## Problem to solve
Continue the BoxLab documentation text from the point at which it stops.

(Text under study Opens)

BoxLab Documentation¶

Welcome to BoxLab - A Python toolkit for managing, converting, and annotating object detection datasets with support for COCO and YOLO formats.

What is BoxLab?¶

BoxLab is a comprehensive solution for working with object detection datasets. It provides:

Dataset Management - Load, merge, split, and analyze datasets
Format Conversion - Seamlessly convert between COCO and YOLO formats
GUI Annotator - Interactive desktop application for viewing and editing annotations
CLI Tools - Powerful command-line interface for batch operations
PyTorch Integration - Direct integration with PyTorch training pipelines
Plugin System - Extensible architecture for custom formats

Quick Links¶

Getting Started

New to BoxLab? Start here!

(Text under study Closes)
(Data provided Opens)

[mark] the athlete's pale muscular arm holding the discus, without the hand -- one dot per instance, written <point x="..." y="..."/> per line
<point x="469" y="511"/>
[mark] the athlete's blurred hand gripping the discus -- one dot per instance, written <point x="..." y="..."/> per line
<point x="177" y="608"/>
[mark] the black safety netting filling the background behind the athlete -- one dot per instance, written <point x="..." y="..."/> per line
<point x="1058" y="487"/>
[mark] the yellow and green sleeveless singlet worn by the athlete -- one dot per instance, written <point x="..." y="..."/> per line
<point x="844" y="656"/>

(Data provided Closes)
(Data provided Opens)

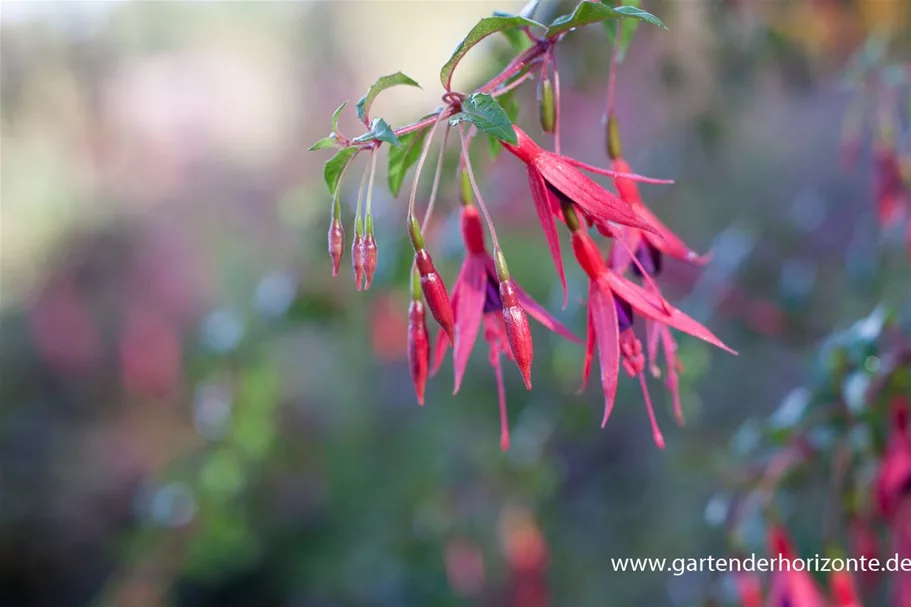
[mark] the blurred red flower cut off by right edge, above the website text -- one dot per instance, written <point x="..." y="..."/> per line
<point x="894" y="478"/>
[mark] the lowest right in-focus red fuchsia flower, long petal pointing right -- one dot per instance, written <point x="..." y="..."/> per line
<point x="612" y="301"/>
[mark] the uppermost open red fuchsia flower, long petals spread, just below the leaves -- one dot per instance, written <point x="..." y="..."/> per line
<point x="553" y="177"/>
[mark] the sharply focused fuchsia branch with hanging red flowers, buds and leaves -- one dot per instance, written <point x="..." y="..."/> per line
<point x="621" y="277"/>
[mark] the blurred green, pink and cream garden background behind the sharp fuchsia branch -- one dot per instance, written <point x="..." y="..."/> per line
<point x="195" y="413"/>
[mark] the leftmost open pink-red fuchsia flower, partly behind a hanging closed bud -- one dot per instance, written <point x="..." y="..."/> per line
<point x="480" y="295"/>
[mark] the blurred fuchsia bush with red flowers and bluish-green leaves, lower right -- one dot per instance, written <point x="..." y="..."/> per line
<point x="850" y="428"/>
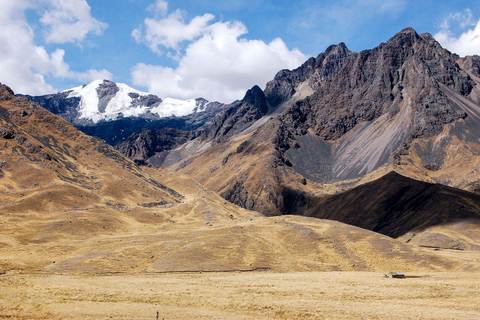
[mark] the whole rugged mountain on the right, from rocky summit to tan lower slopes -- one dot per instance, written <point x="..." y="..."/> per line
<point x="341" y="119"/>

(Data provided Closes)

## Exercise result
Installation Guide

Quick Start
CLI Reference

Command-line interface documentation

CLI Overview

Dataset Commands
API Reference

Complete Python API documentation

API Reference

Dataset API
GUI Annotator

Interactive annotation application

CLI Command

Installation¶

From PyPI (Recommended)¶

pip install boxlab

From Source¶

# Clone repository
git clone https://github.com/6ixGODD/boxlab.git
cd boxlab

# Install with Poetry
poetry install

# Or with pip
pip install -e .

See the Installation Guide for detailed instructions.

Quick Start¶

View Dataset Info¶

boxlab dataset info data/coco/annotations.json --format coco

Convert Format¶

# COCO to YOLO
boxlab dataset convert input.json -if coco output -of yolo

# YOLO to COCO
boxlab dataset convert data/yolo -if yolo output -of coco

Launch Annotator¶

boxlab annotator

Python API¶

from boxlab.dataset.io import load_dataset, export_dataset

# Load dataset
dataset = load_dataset("annotations.json", format="coco")

# Export to different format
export_dataset(dataset, "output/yolo", format="yolo")

See the Quick Start Guide for more examples.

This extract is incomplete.